▶ **Task prompt**: Rewrite the portion of the data that opens with the line containing "Highlight spinach leaf." and closes with the line containing "620;704;745;888", both lines included, as a JSON list of strings. Use one string per line and omit any blank lines.

▶ **Task material**:
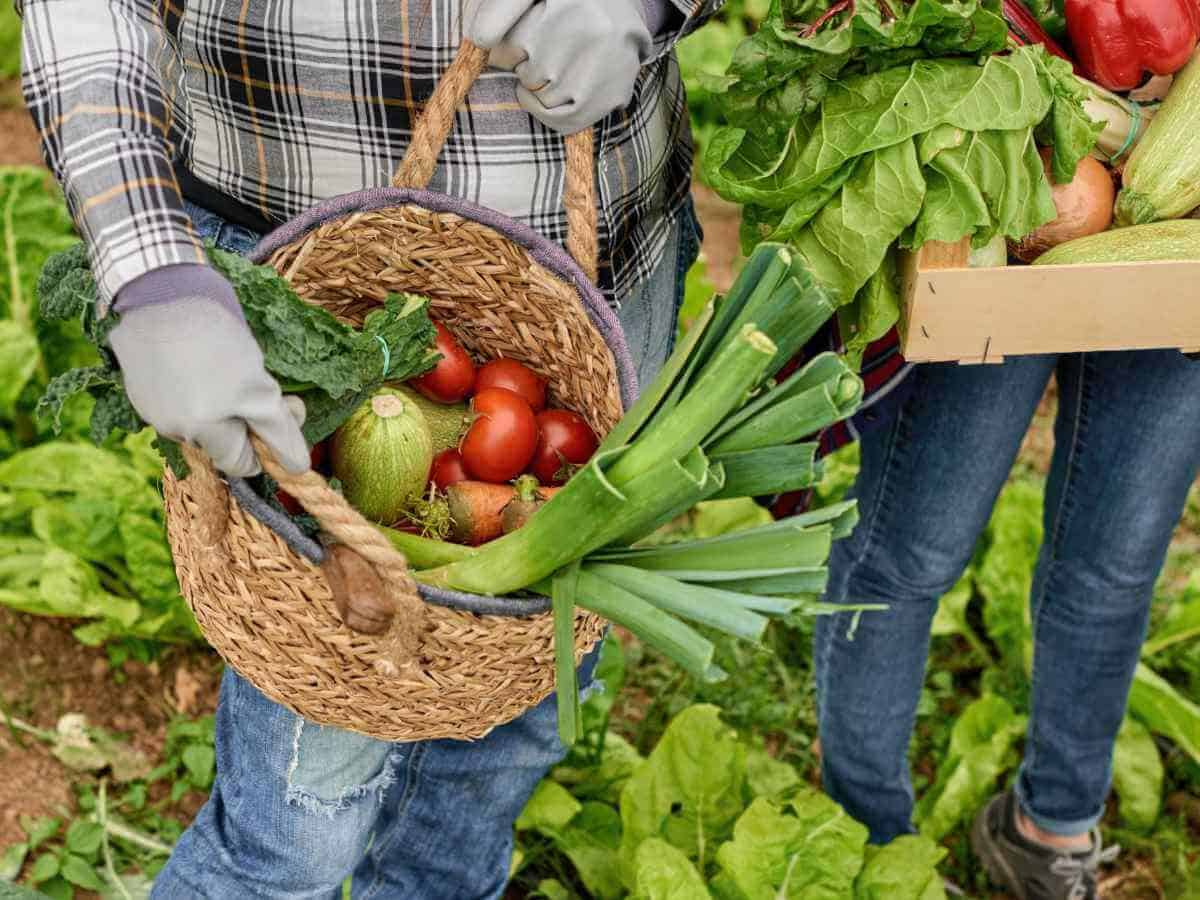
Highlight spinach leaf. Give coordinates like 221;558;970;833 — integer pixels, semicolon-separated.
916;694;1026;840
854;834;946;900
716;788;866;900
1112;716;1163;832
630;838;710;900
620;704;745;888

* * *

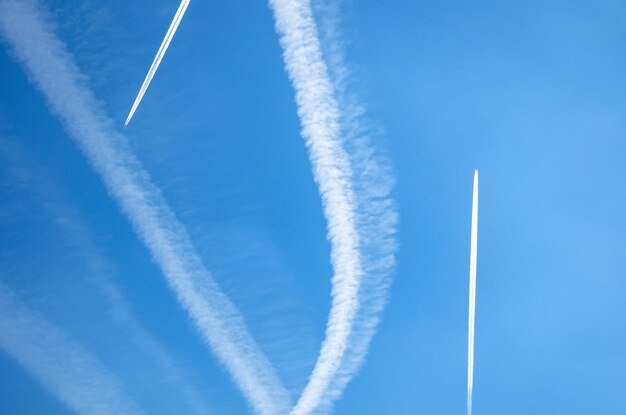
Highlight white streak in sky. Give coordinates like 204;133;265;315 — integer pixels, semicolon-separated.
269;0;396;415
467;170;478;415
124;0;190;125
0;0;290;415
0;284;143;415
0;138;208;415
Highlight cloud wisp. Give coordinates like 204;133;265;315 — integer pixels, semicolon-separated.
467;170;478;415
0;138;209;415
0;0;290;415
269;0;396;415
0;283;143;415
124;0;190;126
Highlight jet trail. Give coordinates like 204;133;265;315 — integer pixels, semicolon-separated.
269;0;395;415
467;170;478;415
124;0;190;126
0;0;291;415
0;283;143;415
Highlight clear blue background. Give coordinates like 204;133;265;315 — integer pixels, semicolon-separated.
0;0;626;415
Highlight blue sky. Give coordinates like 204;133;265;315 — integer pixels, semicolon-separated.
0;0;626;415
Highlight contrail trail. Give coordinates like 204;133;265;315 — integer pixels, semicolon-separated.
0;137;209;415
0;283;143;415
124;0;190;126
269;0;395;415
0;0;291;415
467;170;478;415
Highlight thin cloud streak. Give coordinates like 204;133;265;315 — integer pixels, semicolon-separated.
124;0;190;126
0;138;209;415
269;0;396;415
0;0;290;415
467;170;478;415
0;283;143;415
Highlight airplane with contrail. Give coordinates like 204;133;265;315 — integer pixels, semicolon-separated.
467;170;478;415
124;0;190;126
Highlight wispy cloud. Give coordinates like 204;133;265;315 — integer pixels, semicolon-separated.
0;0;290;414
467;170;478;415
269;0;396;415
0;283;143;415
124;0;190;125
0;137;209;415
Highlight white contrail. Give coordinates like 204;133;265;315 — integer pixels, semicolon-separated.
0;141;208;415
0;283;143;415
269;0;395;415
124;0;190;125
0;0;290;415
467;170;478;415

---

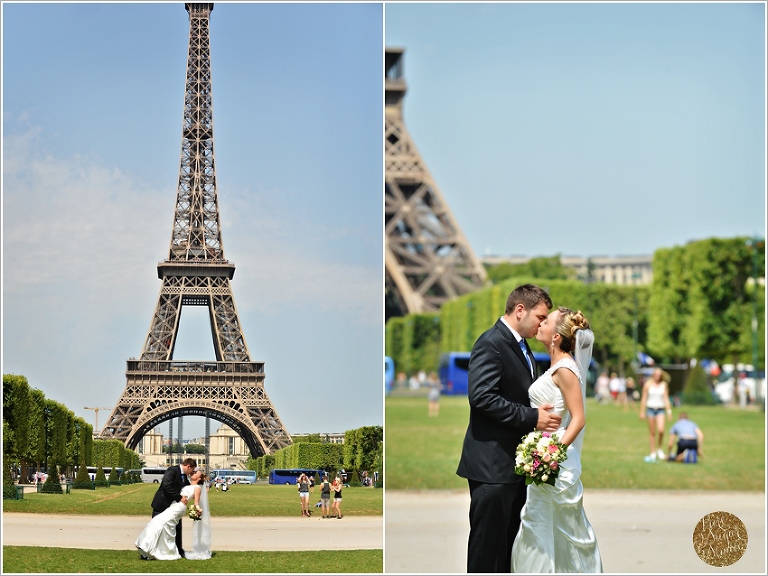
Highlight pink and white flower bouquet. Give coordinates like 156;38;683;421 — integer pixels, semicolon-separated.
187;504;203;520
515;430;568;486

▶ **Expected answer**:
[
  "Highlight spinach leaf. Give coordinates like 221;558;970;833 — integer pixels, semicolon-separated.",
  "916;694;1026;840",
  "854;834;946;900",
  "716;788;866;900",
  "1112;716;1163;832",
  "630;838;710;900",
  "620;704;745;888"
]